◆ **Set problem**:
Count the lines in the material below that contain the string "blue", matching case exactly, and reply with only that number.

# # # #

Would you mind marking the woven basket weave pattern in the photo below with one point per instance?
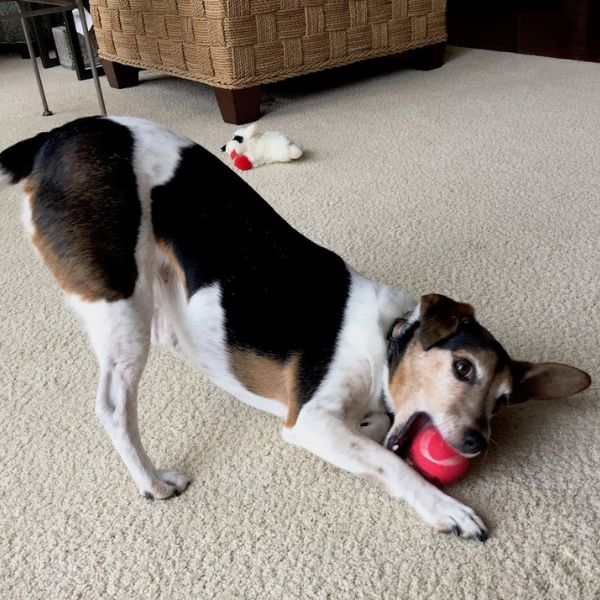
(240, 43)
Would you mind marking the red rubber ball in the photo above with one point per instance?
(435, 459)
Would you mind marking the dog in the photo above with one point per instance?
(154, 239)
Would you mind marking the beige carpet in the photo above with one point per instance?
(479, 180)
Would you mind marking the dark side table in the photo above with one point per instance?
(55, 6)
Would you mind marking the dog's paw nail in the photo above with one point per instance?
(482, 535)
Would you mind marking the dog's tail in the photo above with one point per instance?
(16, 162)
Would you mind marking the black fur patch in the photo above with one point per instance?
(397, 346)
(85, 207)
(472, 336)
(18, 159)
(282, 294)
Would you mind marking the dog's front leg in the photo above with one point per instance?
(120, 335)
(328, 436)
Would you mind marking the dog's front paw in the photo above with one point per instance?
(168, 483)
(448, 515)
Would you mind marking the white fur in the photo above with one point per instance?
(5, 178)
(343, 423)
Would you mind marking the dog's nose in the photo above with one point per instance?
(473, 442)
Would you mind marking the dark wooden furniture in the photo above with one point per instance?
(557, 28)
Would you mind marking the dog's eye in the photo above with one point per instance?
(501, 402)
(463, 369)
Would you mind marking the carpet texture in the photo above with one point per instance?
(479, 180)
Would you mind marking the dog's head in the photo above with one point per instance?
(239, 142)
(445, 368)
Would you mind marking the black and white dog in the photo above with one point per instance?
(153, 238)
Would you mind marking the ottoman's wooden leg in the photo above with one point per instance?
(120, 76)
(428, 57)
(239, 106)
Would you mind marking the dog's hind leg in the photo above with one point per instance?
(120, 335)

# # # #

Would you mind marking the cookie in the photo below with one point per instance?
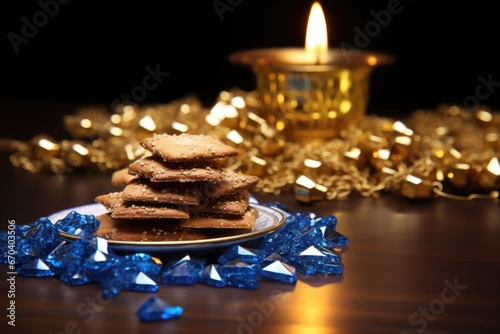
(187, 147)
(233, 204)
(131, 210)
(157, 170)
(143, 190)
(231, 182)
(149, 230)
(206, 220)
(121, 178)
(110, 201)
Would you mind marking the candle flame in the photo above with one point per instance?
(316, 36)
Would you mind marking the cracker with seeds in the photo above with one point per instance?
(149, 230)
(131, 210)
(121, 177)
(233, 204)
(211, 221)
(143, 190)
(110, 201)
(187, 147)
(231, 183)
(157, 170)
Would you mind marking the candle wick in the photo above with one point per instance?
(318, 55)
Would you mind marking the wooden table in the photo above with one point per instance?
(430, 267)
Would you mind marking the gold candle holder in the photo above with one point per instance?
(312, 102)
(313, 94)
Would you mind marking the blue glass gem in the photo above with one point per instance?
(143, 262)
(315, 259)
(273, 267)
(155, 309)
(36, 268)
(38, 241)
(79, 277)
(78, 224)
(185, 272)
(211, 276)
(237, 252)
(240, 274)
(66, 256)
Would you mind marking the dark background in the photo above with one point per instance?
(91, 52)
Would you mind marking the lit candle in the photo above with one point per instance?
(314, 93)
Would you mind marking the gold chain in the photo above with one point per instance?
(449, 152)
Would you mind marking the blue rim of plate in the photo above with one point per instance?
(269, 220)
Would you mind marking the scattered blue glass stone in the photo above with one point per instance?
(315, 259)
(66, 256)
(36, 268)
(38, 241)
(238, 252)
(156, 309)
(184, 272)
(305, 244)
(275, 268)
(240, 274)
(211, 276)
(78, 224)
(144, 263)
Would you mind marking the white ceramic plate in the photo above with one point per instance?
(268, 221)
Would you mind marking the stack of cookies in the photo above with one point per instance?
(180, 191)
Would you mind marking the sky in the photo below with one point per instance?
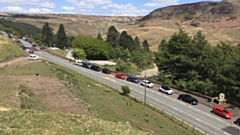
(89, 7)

# # # #

◆ **Correct answer**:
3